• **What the task asks**: Give the records below as a two-column CSV with the header row text,answer and one row for every record. Put each record's text and its answer in one quoted field each, with line breaks turned into spaces.

= = = = = = =

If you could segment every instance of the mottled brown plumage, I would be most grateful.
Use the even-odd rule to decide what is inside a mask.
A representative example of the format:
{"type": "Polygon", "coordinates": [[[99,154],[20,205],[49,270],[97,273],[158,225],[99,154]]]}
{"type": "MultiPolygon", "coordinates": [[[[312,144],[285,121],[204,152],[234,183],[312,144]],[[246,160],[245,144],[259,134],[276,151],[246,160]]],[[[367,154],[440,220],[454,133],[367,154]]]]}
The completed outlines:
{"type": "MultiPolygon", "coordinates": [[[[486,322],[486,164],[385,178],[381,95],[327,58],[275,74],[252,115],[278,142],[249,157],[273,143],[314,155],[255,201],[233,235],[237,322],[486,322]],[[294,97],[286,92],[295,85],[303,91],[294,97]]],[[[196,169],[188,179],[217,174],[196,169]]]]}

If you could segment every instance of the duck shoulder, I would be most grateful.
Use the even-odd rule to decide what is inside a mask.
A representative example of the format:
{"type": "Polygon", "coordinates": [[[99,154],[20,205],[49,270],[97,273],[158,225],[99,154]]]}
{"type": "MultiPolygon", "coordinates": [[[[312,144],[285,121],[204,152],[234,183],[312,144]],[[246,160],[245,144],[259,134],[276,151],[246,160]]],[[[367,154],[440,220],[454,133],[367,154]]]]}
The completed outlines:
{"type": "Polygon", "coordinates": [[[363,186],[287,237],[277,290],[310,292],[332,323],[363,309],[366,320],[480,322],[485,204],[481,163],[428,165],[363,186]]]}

= = = = = = =

• **Solution**:
text,answer
"If you could segment every instance of the mottled brown plumage, I would be most grateful. Use the even-odd rule to decide what is inside a mask. A representative example of the format: {""type"": ""Polygon"", ""coordinates"": [[[99,154],[20,205],[49,270],[97,273],[158,225],[99,154]]]} {""type"": ""MultiPolygon"", ""coordinates"": [[[[312,144],[285,121],[204,152],[234,183],[312,144]],[[246,160],[245,144],[259,134],[276,151],[246,160]]],[[[367,154],[440,220],[454,133],[367,154]]]]} The completed outlines:","{""type"": ""MultiPolygon"", ""coordinates"": [[[[486,322],[486,164],[385,178],[381,95],[327,58],[275,74],[252,115],[278,142],[249,157],[273,143],[314,155],[255,201],[233,235],[237,322],[486,322]],[[294,97],[286,92],[295,85],[303,91],[294,97]]],[[[196,169],[188,179],[217,174],[196,169]]]]}"
"If you could segment every instance of the duck shoulder, I would be most grateful. Use the even-odd rule to decide what is inside a mask. A representative example of the format: {""type"": ""Polygon"", ""coordinates"": [[[99,154],[20,205],[49,270],[97,273],[158,225],[99,154]]]} {""type"": ""MultiPolygon"", ""coordinates"": [[[[312,144],[285,121],[204,152],[234,183],[312,144]],[[246,160],[245,144],[259,134],[276,151],[246,160]]],[[[367,154],[440,220],[454,133],[367,154]]]]} The completed outlines:","{""type"": ""Polygon"", ""coordinates"": [[[363,186],[287,237],[277,290],[310,292],[332,323],[363,309],[366,320],[480,322],[485,204],[481,163],[428,165],[363,186]]]}"